● EXERCISE INSTRUCTIONS
Reproduce every one of these records word for word, with nothing changed.

● Dataset excerpts on object pointing
## Start
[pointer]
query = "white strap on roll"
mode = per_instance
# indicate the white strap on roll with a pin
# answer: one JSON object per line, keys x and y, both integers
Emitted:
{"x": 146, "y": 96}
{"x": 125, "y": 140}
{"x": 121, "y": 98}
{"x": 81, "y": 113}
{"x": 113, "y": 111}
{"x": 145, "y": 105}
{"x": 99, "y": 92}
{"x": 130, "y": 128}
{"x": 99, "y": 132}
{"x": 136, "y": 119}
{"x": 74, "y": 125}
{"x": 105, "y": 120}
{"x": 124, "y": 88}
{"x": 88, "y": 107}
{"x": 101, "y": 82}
## End
● EXERCISE RESPONSE
[pointer]
query = "white strap on roll"
mode = per_instance
# indicate the white strap on roll with a pin
# answer: one JSON object per line, keys x and y, both integers
Emitted:
{"x": 146, "y": 96}
{"x": 125, "y": 140}
{"x": 121, "y": 98}
{"x": 81, "y": 113}
{"x": 113, "y": 111}
{"x": 145, "y": 105}
{"x": 99, "y": 92}
{"x": 130, "y": 128}
{"x": 99, "y": 132}
{"x": 136, "y": 119}
{"x": 74, "y": 125}
{"x": 105, "y": 120}
{"x": 124, "y": 88}
{"x": 88, "y": 107}
{"x": 101, "y": 82}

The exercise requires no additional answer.